What follows is a listing; give it again exactly, in its entirety.
==== AVAILABLE RECORDS ====
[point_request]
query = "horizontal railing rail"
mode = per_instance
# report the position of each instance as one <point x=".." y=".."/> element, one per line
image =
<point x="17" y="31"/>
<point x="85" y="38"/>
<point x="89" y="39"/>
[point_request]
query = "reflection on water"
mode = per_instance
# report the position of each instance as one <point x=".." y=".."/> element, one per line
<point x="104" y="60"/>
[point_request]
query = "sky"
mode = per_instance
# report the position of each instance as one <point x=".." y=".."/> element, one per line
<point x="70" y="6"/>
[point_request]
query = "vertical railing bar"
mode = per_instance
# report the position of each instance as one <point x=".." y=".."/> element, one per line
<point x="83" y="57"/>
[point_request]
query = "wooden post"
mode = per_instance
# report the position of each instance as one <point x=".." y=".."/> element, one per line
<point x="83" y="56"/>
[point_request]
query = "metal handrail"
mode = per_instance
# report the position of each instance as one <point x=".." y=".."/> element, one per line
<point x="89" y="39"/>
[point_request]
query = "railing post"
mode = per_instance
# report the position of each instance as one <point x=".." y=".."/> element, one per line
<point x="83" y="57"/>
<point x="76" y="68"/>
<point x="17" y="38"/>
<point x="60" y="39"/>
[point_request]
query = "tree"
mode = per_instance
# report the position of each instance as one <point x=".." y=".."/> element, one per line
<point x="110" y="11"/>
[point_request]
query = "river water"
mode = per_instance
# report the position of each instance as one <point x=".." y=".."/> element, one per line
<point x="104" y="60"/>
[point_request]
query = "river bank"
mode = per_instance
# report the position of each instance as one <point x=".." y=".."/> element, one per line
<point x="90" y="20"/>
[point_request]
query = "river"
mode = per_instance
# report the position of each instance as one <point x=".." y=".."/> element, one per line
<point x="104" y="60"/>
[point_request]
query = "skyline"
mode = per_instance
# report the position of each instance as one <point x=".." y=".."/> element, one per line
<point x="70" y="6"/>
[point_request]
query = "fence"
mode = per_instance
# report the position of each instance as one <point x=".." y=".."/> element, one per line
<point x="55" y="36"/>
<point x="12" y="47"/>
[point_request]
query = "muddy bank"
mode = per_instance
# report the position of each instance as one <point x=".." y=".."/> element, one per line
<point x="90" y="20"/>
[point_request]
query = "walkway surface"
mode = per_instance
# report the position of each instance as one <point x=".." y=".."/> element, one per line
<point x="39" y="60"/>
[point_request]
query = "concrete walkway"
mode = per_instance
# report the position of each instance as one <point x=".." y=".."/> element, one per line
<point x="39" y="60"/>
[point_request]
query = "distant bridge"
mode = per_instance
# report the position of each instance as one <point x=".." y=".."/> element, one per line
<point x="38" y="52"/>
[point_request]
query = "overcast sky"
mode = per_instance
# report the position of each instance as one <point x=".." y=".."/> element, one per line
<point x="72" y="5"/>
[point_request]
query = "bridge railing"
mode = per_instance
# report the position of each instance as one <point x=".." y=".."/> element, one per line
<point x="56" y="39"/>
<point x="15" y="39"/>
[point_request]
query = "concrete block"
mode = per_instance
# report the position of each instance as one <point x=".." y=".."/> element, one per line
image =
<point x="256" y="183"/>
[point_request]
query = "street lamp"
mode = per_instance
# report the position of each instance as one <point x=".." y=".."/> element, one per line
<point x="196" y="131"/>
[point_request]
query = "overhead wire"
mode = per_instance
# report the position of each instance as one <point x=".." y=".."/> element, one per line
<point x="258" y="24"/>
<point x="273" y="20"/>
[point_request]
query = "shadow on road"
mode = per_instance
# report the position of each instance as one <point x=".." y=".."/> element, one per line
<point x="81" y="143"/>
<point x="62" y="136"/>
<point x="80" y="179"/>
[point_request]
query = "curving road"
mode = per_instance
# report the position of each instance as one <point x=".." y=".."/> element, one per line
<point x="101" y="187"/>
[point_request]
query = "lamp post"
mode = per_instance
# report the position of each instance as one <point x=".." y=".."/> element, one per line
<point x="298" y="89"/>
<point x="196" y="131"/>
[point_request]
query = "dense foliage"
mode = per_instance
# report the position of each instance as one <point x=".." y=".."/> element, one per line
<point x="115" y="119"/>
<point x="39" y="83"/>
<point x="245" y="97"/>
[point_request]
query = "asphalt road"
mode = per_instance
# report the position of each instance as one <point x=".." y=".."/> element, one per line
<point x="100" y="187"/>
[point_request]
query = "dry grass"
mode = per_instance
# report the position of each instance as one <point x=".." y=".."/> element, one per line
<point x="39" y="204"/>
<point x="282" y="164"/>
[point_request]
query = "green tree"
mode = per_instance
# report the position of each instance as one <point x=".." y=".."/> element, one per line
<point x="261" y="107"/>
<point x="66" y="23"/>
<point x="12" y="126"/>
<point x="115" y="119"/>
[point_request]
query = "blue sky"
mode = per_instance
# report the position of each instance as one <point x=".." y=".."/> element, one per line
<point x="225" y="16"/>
====
(EXERCISE ANSWER):
[point_request]
query = "horizontal railing rail"
mode = per_instance
# report the position of each instance as one <point x=".." y=".."/> element, one per line
image =
<point x="17" y="31"/>
<point x="85" y="38"/>
<point x="89" y="39"/>
[point_request]
query = "reflection on water"
mode = per_instance
# report the position of each instance as one <point x=".." y=".."/> element, one per line
<point x="104" y="60"/>
[point_request]
query = "sky"
mode = per_instance
# report the position of each instance as one <point x=".." y=".."/> element, one per line
<point x="70" y="6"/>
[point_request]
query = "vertical railing bar"
mode = per_instance
# report the position of each instance as one <point x=".." y=".."/> element, one per line
<point x="83" y="57"/>
[point_request]
query = "wooden post"
mode = per_instance
# report the position of each instance as one <point x=".." y=".."/> element, one per line
<point x="83" y="56"/>
[point_request]
query = "metal handrail"
mode = per_instance
# report the position of each instance as one <point x=".." y=".."/> element, one per line
<point x="89" y="39"/>
[point_request]
query = "railing post"
mode = per_instance
# report the position of each instance as one <point x=".." y=".."/> element, one per line
<point x="83" y="57"/>
<point x="76" y="68"/>
<point x="17" y="38"/>
<point x="60" y="39"/>
[point_request]
query = "tree"
mode = per_instance
# report the position of each instance as one <point x=".." y=".."/> element, one per line
<point x="110" y="11"/>
[point_request]
query = "river water"
mode = per_instance
# report the position of each instance as one <point x=".." y=".."/> element, one per line
<point x="104" y="60"/>
[point_request]
query = "river bank"
mode = per_instance
# report the position of each instance as one <point x=".." y=".."/> element, one per line
<point x="90" y="20"/>
[point_request]
query = "river"
mode = per_instance
# report the position of each instance as one <point x=".." y=".."/> element, one per line
<point x="104" y="60"/>
[point_request]
query = "skyline"
mode = per_instance
# report the position of each instance as one <point x=".." y=".."/> element, one per line
<point x="70" y="6"/>
[point_request]
query = "fence"
mode = per_instance
# report the position of each instance as one <point x=".." y=".."/> element, one per line
<point x="55" y="36"/>
<point x="12" y="47"/>
[point_request]
query = "muddy bank"
mode = per_instance
# report the position of each instance as one <point x=".." y=".."/> element, one per line
<point x="90" y="20"/>
[point_request]
query = "walkway surface"
mode = per_instance
# report the position of each instance as one <point x=".." y=".."/> element, one per line
<point x="39" y="60"/>
[point_request]
query = "concrete walkway"
mode = per_instance
# report the position of each instance as one <point x=".." y=".."/> element, one per line
<point x="39" y="60"/>
[point_request]
query = "distant bridge"
mode = per_instance
# report the position of each instance as one <point x=".." y=".."/> element, one per line
<point x="38" y="52"/>
[point_request]
query = "overcast sky"
mode = per_instance
# report the position of each instance as one <point x=".." y=".."/> element, one per line
<point x="72" y="5"/>
[point_request]
query = "bridge railing"
mode = per_instance
# report the position of each instance as one <point x=".." y=".."/> element, one per line
<point x="56" y="39"/>
<point x="15" y="39"/>
[point_request]
query = "concrete block"
mode = per_instance
# report the position of each instance as one <point x=".." y=".."/> element, one per line
image =
<point x="256" y="183"/>
[point_request]
query = "street lamp"
mode = per_instance
# report the position of each instance as one <point x=".." y=".."/> element, one per line
<point x="196" y="131"/>
[point_request]
query = "overhead wire"
mode = per_instance
# report the position of each instance as one <point x=".." y=".."/> element, one per line
<point x="258" y="24"/>
<point x="273" y="20"/>
[point_request]
query = "shadow on road"
mode = per_instance
# report the position of each instance as one <point x=".." y=".."/> element, one per line
<point x="81" y="143"/>
<point x="62" y="136"/>
<point x="80" y="179"/>
[point_request]
query = "curving road"
mode = per_instance
# report the position of each instance as one <point x=".." y=".."/> element, one per line
<point x="101" y="187"/>
[point_request]
query = "lamp post"
mode = per_instance
# report the position of each instance as one <point x=".." y=".."/> element, one per line
<point x="298" y="89"/>
<point x="196" y="131"/>
[point_request]
query = "dense foliage"
mode = per_instance
# report the position of each instance as one <point x=".." y=".."/> element, one per line
<point x="115" y="119"/>
<point x="39" y="83"/>
<point x="245" y="97"/>
[point_request]
query = "asphalt road"
mode = per_instance
# report the position of each instance as one <point x=".." y=".."/> element, one per line
<point x="100" y="187"/>
[point_request]
query = "dry grass"
mode = per_instance
# report the position of each instance as one <point x=".." y=".."/> element, one per line
<point x="39" y="204"/>
<point x="282" y="164"/>
[point_request]
query = "green tree"
mode = per_instance
# report the position of each instance as one <point x=".." y=".."/> element, one per line
<point x="261" y="107"/>
<point x="66" y="23"/>
<point x="12" y="126"/>
<point x="115" y="119"/>
[point_request]
query = "blue sky"
mode = per_instance
# report the position of each instance as one <point x=".." y=".."/> element, one per line
<point x="225" y="16"/>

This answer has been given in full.